● **Votre tâche**
Recopiez intégralement l'extrait sur la menace de fermeture de l'usine Sicli de Saint-Florentin, sans en changer un seul mot.

Désormais, c’est au tour de l’usine de José Carlos d’être menacée. En janvier 2015, le site de Sicli, créé en 1967, devrait définitivement fermer ses portes. « Un immense gâchis » pour le délégué, qui se présente comme « enfant de la délocalisation ». Ses parents travaillaient déjà chez Sicli à Saint-Ouen, en région parisienne, avant son déménagement dans l’Yonne, il y a plus de 40 ans.

De 1967 à 2012, l’usine icaunaise a toujours été bénéficiaire. Mais après un résultat négatif de 600 000 euros l’an passé, la holding américaine UTC, propriétaire des lieux et de la marque Sicli cherche un repreneur au site de Saint-Florentin. Sans cela l'usine disparaitra. Selon la CGT, une partie de l'activité pourrait être envoyée en Pologne, six ans après une première délocalisation partielle en Chine. Le délégué CGT accuse son patron, la holding américaine UTC, propriétaire des lieux et de la marque depuis 2005, de saborder volontairement l’usine.

[Entrées d'annotation de localisation dans des images]

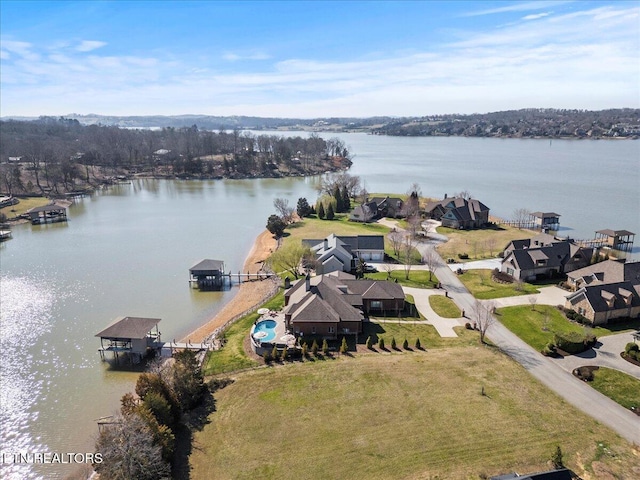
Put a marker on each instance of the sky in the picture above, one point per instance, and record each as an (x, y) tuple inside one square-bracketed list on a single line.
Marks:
[(310, 59)]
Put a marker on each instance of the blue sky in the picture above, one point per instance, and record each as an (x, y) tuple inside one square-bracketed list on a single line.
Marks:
[(316, 59)]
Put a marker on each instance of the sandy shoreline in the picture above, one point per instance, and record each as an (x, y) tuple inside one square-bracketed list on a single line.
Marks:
[(249, 294)]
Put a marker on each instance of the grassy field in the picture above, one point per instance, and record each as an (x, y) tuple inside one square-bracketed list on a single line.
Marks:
[(411, 415), (24, 205), (444, 306), (417, 278), (536, 327), (484, 243), (482, 286), (318, 229), (618, 386), (232, 356)]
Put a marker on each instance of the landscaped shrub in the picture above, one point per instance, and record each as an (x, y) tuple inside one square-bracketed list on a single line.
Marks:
[(573, 342)]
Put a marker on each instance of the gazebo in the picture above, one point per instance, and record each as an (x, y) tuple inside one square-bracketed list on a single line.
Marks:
[(207, 274), (129, 335)]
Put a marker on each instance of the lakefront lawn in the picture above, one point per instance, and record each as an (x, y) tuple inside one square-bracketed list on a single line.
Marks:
[(415, 415)]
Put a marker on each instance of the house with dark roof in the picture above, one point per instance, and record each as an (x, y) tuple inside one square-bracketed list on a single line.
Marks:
[(458, 212), (548, 261), (603, 302), (341, 253), (609, 271), (378, 207), (337, 303)]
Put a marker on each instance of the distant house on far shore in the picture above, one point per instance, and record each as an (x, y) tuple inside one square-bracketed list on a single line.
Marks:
[(458, 212)]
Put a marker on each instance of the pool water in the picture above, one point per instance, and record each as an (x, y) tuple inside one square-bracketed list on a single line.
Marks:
[(265, 331)]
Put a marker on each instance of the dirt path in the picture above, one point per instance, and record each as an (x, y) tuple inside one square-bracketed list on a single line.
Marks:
[(249, 295)]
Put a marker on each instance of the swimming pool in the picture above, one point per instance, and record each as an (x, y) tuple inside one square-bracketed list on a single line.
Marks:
[(264, 331)]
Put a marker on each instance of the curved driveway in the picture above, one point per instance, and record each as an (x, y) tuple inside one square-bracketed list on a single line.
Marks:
[(574, 391)]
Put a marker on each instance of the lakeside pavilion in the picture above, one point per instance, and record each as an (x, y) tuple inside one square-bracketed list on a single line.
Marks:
[(131, 336)]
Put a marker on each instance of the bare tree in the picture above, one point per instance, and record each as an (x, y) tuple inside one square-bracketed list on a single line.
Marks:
[(284, 210), (288, 258), (407, 253), (521, 217), (128, 451), (396, 238), (430, 260), (483, 315)]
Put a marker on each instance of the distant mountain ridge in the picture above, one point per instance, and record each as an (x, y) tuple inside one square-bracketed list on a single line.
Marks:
[(530, 122)]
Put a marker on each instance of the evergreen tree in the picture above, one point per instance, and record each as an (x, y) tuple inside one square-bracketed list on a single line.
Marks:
[(338, 196), (346, 200), (344, 347), (330, 212)]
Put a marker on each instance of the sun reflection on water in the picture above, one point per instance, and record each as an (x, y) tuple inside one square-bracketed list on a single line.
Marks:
[(25, 316)]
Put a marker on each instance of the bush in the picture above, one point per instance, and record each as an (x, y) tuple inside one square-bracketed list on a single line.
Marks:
[(573, 342)]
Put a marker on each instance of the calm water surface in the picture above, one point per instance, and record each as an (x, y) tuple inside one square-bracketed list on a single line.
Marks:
[(127, 251)]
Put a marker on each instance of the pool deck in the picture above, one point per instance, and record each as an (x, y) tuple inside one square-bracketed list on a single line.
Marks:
[(281, 333)]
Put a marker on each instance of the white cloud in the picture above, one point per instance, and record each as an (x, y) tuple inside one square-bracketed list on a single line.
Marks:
[(234, 57), (535, 16), (90, 45), (518, 7)]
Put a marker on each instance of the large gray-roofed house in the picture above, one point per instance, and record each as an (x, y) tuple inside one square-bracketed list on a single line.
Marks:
[(333, 304), (458, 212), (603, 302), (336, 253), (548, 261), (609, 271)]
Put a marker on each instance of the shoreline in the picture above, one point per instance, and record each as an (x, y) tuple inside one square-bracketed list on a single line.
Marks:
[(250, 294)]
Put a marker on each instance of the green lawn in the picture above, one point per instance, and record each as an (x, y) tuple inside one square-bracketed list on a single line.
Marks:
[(444, 306), (24, 205), (314, 228), (618, 386), (232, 356), (412, 415), (536, 327), (482, 286), (417, 278)]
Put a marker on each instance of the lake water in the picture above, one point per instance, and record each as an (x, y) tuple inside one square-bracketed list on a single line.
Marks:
[(127, 251)]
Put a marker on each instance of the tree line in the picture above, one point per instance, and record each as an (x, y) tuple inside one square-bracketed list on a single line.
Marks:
[(58, 155)]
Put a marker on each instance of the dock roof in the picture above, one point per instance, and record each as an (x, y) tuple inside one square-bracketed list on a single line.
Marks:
[(207, 265), (129, 327)]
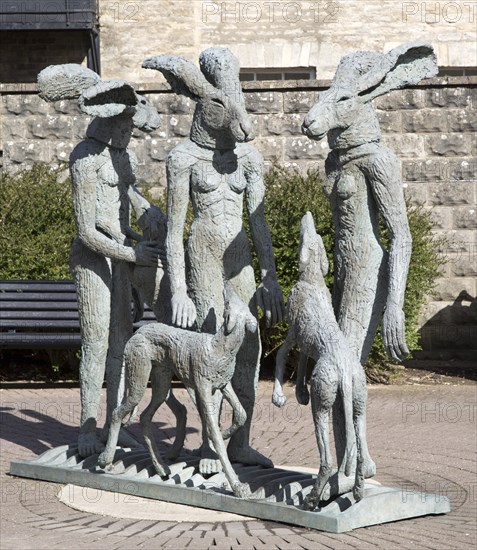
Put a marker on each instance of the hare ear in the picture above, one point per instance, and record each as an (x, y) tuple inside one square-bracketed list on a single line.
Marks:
[(108, 98), (403, 66), (307, 238), (183, 76), (65, 81)]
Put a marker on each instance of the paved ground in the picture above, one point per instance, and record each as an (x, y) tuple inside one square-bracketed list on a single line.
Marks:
[(423, 439)]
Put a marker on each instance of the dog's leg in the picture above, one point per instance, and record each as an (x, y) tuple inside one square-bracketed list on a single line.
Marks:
[(301, 390), (239, 414), (161, 384), (324, 388), (363, 460), (358, 489), (180, 412), (137, 370), (347, 397), (205, 404), (278, 398)]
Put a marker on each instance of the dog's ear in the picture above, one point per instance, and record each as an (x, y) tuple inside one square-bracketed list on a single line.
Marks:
[(183, 76), (403, 66)]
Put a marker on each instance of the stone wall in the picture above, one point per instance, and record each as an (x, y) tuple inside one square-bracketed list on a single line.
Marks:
[(431, 127), (26, 53), (267, 34)]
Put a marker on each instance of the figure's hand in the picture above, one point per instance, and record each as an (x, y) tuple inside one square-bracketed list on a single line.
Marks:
[(147, 253), (270, 301), (393, 330), (183, 310)]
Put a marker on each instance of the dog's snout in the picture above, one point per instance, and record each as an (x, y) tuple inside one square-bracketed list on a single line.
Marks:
[(247, 130)]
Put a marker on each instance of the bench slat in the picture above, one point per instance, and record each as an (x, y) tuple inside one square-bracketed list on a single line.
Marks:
[(38, 323), (37, 296), (41, 340), (37, 286), (40, 305), (39, 315)]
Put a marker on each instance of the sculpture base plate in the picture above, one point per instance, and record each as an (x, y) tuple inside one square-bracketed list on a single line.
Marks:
[(278, 493)]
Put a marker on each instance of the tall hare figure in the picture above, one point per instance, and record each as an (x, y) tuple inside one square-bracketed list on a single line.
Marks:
[(217, 169), (363, 183), (102, 172)]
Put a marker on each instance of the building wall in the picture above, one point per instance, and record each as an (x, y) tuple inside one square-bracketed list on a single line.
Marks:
[(265, 33), (431, 127), (26, 53)]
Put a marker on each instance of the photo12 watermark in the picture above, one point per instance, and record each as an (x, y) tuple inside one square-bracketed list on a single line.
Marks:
[(439, 12), (438, 412), (270, 12)]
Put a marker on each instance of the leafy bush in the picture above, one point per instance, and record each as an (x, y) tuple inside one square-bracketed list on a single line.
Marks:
[(289, 194), (36, 224)]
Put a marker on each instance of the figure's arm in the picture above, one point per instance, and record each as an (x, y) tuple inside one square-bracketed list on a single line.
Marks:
[(178, 176), (385, 180), (269, 294), (84, 180), (139, 205)]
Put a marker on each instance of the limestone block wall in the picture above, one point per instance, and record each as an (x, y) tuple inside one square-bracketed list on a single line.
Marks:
[(431, 127), (267, 34)]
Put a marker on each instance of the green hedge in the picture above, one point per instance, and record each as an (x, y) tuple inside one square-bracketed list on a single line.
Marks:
[(37, 228), (36, 224)]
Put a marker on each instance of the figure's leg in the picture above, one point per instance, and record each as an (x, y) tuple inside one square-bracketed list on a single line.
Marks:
[(120, 331), (92, 276), (278, 397), (239, 416), (207, 286), (358, 301), (209, 418), (161, 384), (301, 390), (137, 367), (245, 379), (360, 396), (323, 394), (180, 412)]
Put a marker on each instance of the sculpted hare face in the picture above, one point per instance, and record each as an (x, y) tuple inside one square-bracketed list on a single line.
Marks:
[(360, 78), (220, 116), (98, 98)]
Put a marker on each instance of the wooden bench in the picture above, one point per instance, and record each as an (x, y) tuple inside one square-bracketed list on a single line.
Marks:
[(42, 315)]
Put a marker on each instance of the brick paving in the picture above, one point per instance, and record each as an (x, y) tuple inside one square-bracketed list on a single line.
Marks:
[(423, 438)]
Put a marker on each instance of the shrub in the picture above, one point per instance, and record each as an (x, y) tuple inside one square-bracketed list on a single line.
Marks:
[(289, 194), (36, 224)]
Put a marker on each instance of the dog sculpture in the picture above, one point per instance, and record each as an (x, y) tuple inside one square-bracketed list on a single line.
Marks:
[(204, 362), (337, 371)]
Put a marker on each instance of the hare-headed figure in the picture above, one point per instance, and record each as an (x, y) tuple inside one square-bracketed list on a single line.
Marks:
[(337, 372), (217, 169), (363, 183), (102, 172)]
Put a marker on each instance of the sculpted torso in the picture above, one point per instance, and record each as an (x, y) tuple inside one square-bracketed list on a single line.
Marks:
[(113, 171), (217, 185)]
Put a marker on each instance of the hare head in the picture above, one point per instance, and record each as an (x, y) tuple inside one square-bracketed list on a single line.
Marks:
[(102, 99), (312, 253), (220, 118), (361, 77)]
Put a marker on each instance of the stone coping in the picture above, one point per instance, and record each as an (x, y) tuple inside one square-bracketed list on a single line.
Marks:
[(250, 86)]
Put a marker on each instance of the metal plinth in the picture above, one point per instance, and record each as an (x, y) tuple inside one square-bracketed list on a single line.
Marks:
[(278, 493)]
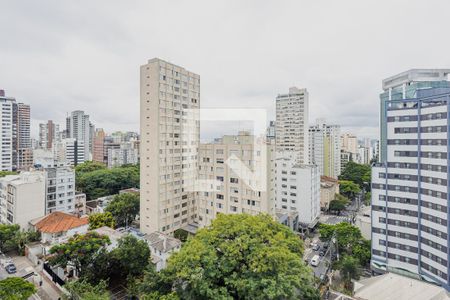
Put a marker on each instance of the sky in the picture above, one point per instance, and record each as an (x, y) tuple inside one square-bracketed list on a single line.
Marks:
[(60, 56)]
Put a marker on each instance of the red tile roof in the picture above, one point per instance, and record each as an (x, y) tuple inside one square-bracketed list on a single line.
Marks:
[(60, 222)]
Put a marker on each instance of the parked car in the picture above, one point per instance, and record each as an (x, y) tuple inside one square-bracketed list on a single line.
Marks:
[(11, 269)]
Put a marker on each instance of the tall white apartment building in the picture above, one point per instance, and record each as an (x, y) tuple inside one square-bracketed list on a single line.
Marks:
[(410, 188), (292, 123), (60, 189), (170, 134), (48, 134), (22, 198), (6, 136), (79, 128), (349, 143), (298, 189), (325, 148), (70, 151), (126, 154), (227, 187)]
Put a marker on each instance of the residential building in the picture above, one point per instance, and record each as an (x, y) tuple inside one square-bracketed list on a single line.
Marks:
[(48, 134), (22, 198), (80, 204), (298, 189), (99, 146), (410, 188), (271, 131), (292, 123), (22, 151), (15, 134), (80, 129), (126, 154), (329, 187), (325, 148), (161, 247), (398, 287), (223, 164), (58, 227), (349, 143), (60, 189), (170, 134), (407, 85), (70, 151)]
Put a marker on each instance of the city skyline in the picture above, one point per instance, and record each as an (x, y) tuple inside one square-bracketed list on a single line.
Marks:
[(343, 80)]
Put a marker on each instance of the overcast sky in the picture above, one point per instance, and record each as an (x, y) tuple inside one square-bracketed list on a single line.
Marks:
[(60, 56)]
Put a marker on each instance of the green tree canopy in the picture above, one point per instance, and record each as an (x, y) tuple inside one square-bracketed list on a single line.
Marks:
[(348, 188), (83, 290), (124, 208), (86, 253), (358, 173), (16, 288), (240, 257), (131, 257), (98, 220), (102, 182), (7, 235), (349, 268)]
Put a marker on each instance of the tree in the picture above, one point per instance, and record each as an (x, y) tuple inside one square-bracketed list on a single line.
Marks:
[(21, 238), (7, 234), (86, 253), (89, 166), (361, 251), (241, 257), (348, 188), (349, 269), (358, 173), (83, 290), (16, 288), (98, 220), (131, 257), (346, 235), (124, 208), (103, 182)]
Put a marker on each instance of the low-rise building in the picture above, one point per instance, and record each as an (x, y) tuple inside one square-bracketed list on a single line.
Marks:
[(22, 198), (329, 187), (58, 227)]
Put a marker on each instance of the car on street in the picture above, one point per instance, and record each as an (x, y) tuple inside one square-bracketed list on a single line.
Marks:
[(11, 269)]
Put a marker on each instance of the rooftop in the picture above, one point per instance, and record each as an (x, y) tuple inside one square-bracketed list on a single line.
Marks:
[(392, 286), (162, 242), (58, 222), (415, 75)]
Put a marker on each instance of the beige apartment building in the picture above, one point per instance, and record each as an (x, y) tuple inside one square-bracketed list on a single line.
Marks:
[(236, 175), (170, 133), (292, 128)]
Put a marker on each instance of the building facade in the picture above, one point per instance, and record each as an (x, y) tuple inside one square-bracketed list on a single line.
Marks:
[(80, 129), (227, 188), (22, 198), (410, 188), (298, 189), (325, 148), (407, 85), (170, 134), (60, 190), (292, 123)]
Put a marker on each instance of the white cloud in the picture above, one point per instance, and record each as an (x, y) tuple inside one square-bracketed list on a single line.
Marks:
[(60, 56)]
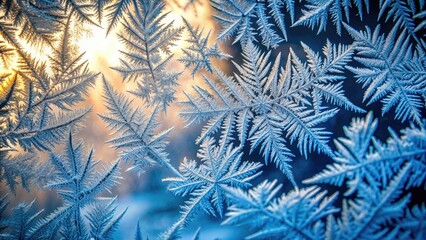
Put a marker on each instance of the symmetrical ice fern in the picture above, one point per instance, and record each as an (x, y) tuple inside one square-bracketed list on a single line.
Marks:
[(394, 73), (198, 55), (264, 105), (296, 215), (78, 183), (146, 38), (142, 146), (317, 13), (403, 13), (265, 100), (361, 157), (237, 18), (206, 182), (36, 108)]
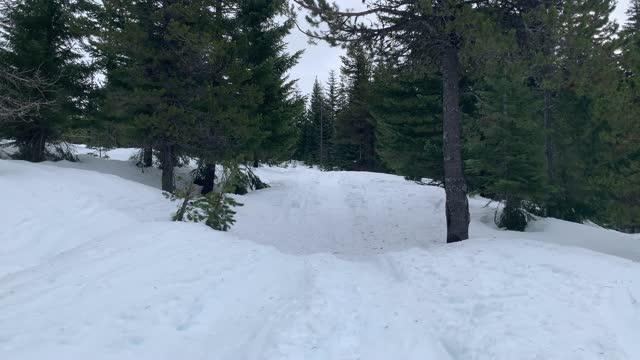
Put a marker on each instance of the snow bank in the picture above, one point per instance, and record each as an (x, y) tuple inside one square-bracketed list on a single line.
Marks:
[(338, 266)]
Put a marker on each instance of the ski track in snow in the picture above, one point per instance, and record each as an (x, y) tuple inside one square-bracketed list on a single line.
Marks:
[(352, 267)]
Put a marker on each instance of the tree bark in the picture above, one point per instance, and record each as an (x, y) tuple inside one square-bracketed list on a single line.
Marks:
[(457, 205), (147, 156), (209, 171), (166, 155)]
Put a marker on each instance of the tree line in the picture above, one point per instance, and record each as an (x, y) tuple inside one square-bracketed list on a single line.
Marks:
[(531, 103), (203, 79)]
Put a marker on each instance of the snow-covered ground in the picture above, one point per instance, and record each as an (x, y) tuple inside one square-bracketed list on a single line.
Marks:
[(322, 265)]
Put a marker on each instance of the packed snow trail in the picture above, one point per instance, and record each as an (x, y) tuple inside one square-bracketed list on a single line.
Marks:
[(93, 268)]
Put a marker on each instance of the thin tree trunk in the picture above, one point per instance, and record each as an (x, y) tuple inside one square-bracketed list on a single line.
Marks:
[(209, 171), (457, 205), (147, 156), (168, 183)]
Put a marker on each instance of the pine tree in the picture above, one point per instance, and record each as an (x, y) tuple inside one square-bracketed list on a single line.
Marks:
[(406, 108), (355, 136), (333, 107), (311, 142), (505, 149), (279, 104), (43, 41)]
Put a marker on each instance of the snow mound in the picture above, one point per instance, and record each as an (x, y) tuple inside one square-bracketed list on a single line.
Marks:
[(92, 268)]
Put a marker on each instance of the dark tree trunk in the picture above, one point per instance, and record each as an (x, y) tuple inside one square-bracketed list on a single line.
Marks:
[(167, 163), (209, 172), (457, 205), (147, 156)]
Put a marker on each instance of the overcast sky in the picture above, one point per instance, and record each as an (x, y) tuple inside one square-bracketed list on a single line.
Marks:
[(318, 60)]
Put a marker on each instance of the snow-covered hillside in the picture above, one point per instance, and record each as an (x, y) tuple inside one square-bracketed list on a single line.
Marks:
[(322, 265)]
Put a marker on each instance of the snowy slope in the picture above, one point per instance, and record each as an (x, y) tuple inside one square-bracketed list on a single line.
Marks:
[(320, 266)]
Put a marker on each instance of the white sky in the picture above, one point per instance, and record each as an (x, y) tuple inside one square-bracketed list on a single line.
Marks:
[(318, 60)]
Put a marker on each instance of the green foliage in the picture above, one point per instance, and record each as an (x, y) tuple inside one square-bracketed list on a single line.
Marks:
[(355, 127), (42, 39)]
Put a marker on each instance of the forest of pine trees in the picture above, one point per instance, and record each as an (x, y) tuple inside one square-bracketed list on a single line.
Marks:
[(534, 104), (544, 94)]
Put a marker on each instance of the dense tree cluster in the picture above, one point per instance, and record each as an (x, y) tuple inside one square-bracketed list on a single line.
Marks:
[(532, 103), (205, 79)]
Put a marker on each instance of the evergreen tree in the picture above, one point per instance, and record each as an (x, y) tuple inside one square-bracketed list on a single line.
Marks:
[(355, 136), (43, 40), (311, 147), (333, 103), (406, 108), (279, 104)]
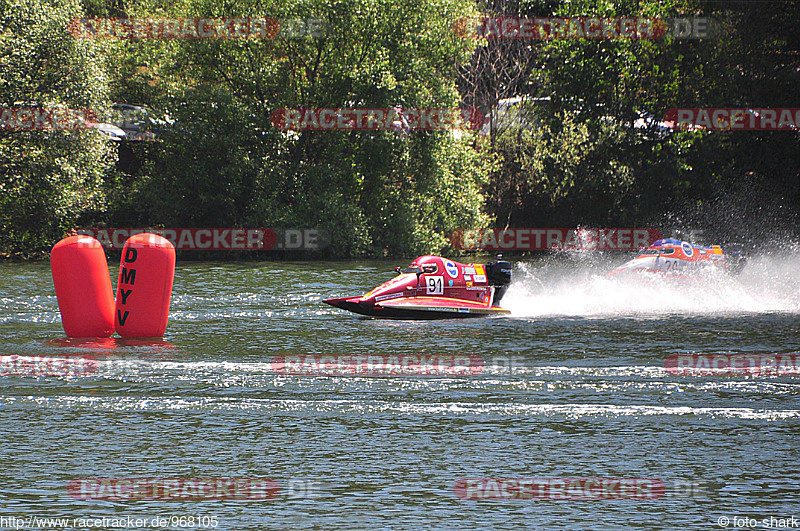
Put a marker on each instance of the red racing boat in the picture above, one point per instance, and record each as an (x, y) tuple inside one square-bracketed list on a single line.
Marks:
[(433, 287)]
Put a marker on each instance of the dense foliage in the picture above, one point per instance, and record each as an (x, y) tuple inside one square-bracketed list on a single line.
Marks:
[(574, 154)]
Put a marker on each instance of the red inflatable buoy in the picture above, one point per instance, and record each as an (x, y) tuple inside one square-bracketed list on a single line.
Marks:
[(144, 288), (83, 287)]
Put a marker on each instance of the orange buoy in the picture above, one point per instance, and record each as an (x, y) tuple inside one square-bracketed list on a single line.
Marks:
[(144, 288), (83, 287)]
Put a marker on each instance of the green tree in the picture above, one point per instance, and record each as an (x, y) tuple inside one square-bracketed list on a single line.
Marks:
[(49, 180)]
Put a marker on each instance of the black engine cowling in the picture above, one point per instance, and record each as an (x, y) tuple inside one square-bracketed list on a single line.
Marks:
[(498, 273)]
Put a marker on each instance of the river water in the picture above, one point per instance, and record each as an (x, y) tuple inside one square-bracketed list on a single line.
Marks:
[(570, 395)]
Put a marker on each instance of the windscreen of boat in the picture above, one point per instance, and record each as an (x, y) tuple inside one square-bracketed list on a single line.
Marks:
[(659, 251)]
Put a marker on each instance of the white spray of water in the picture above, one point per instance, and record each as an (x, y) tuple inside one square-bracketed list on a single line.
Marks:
[(576, 285)]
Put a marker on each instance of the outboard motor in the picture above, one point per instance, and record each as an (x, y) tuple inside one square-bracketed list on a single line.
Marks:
[(498, 273)]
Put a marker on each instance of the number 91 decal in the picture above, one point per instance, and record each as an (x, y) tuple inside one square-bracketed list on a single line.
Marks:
[(435, 285)]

● **Réponse rédigée**
Désormais, c’est au tour de l’usine de José Carlos d’être menacée. En janvier 2015, le site de Sicli, créé en 1967, devrait définitivement fermer ses portes. « Un immense gâchis » pour le délégué, qui se présente comme « enfant de la délocalisation ». Ses parents travaillaient déjà chez Sicli à Saint-Ouen, en région parisienne, avant son déménagement dans l’Yonne, il y a plus de 40 ans.

De 1967 à 2012, l’usine icaunaise a toujours été bénéficiaire. Mais après un résultat négatif de 600 000 euros l’an passé, la holding américaine UTC, propriétaire des lieux et de la marque Sicli cherche un repreneur au site de Saint-Florentin. Sans cela l'usine disparaitra. Selon la CGT, une partie de l'activité pourrait être envoyée en Pologne, six ans après une première délocalisation partielle en Chine. Le délégué CGT accuse son patron, la holding américaine UTC, propriétaire des lieux et de la marque depuis 2005, de saborder volontairement l’usine.